Texto fornecido =

“A feição deles é serem pardos, maneira de avermelhados, de bons rostos e bons narizes, bem-feitos. Andam nus, sem nenhuma cobertura. Nem estimam de cobrir ou de mostrar suas vergonhas; e nisso têm tanta inocência como em mostrar o rosto…” – Foi assim que os portugueses nos encontraram por aqui, já se vão 523 anos, segundo o relato que Pero Vaz de Caminha encaminhou à Sua Majestade, o Rei Dom Manuel, para dar-lhe notícia do descobrimento do Brasil.
Cinco séculos se passaram, e em nossa grande maioria já não andamos nus, a mostrar genitálias ao léu, e, diferentemente do que relatou o escrivão da frota cabralina, já conseguimos nos comunicar com os descobridores, unidos que somos pela mesma língua, ainda que cada margem do Atlântico guarde e cultue sensíveis particularidades na gramática, nos significados e, sobretudo, na oralidade, com sotaques tão distintos que por vezes tornam difícil a compreensão do interlocutor.
Cinco séculos ficaram para trás e nossos irmãos europeus já não são os navegadores que foram, já não se tem notícias das suas naus a singrar os oceanos da terra, instalando colônias em quantos continentes chegaram, movidos pela indômita bravura que desde os primórdios da humanidade leva os homens ao mar.
Urge reconhecer, contudo, que os portugueses seguem promovendo grandes navegações, aportando com força e firmeza nos quatro cantos do mundo, desta feita traduzidos para mais de trinta e cinco idiomas em meia centena de países. Se a todos esses destinos já não chegam as caravelas que partiam do Tejo, a eles chega em volume e relevância crescentes a literatura contemporânea lusitana.

Material fornecido =
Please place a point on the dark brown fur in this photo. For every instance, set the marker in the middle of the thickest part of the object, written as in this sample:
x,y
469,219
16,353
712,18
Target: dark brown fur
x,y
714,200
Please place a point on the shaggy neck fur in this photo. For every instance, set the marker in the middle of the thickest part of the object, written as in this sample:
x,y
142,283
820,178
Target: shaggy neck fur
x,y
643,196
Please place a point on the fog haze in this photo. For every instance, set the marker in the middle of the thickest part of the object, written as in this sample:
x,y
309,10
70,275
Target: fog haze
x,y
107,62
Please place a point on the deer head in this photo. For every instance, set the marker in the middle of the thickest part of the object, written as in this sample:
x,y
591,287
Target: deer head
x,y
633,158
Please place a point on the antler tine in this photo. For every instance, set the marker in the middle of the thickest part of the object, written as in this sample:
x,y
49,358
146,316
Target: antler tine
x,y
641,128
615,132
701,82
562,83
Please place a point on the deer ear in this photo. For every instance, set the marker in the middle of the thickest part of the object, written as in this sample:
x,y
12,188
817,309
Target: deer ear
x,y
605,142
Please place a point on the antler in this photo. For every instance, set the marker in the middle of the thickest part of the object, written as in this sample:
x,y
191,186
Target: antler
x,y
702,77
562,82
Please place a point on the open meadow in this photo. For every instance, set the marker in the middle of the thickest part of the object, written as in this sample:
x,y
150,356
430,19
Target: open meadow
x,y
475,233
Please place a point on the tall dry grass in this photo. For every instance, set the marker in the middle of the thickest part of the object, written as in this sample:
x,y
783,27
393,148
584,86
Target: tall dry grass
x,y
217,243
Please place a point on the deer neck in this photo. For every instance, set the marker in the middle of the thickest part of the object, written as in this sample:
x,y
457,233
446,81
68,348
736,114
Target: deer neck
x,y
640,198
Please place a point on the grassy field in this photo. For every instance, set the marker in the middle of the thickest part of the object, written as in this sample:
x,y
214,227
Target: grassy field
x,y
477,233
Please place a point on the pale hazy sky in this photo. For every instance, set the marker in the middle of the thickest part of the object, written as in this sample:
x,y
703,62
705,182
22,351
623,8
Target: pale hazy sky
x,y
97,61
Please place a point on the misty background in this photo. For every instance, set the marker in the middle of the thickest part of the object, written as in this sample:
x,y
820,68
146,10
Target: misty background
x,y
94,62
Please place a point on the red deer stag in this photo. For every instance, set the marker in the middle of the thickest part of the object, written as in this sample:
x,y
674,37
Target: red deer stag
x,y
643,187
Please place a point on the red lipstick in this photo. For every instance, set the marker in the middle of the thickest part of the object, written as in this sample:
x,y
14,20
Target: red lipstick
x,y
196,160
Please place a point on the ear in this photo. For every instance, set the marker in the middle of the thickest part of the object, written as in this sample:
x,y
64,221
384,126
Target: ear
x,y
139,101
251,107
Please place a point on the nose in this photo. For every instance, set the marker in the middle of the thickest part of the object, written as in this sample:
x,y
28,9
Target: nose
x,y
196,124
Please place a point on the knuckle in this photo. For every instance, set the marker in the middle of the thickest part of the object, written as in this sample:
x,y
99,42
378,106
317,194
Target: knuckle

Instruções =
A) Transcreva fielmente o trecho do texto que vai de "Cinco séculos se" até "homens ao mar.".
B) Segundo o texto, a quem Pero Vaz de Caminha encaminhou seu relato sobre o descobrimento do Brasil?
Use somente o texto como fonte.

Respostas =
A)
Cinco séculos se passaram, e em nossa grande maioria já não andamos nus, a mostrar genitálias ao léu, e, diferentemente do que relatou o escrivão da frota cabralina, já conseguimos nos comunicar com os descobridores, unidos que somos pela mesma língua, ainda que cada margem do Atlântico guarde e cultue sensíveis particularidades na gramática, nos significados e, sobretudo, na oralidade, com sotaques tão distintos que por vezes tornam difícil a compreensão do interlocutor.
Cinco séculos ficaram para trás e nossos irmãos europeus já não são os navegadores que foram, já não se tem notícias das suas naus a singrar os oceanos da terra, instalando colônias em quantos continentes chegaram, movidos pela indômita bravura que desde os primórdios da humanidade leva os homens ao mar.

B) Ao Rei Dom Manuel.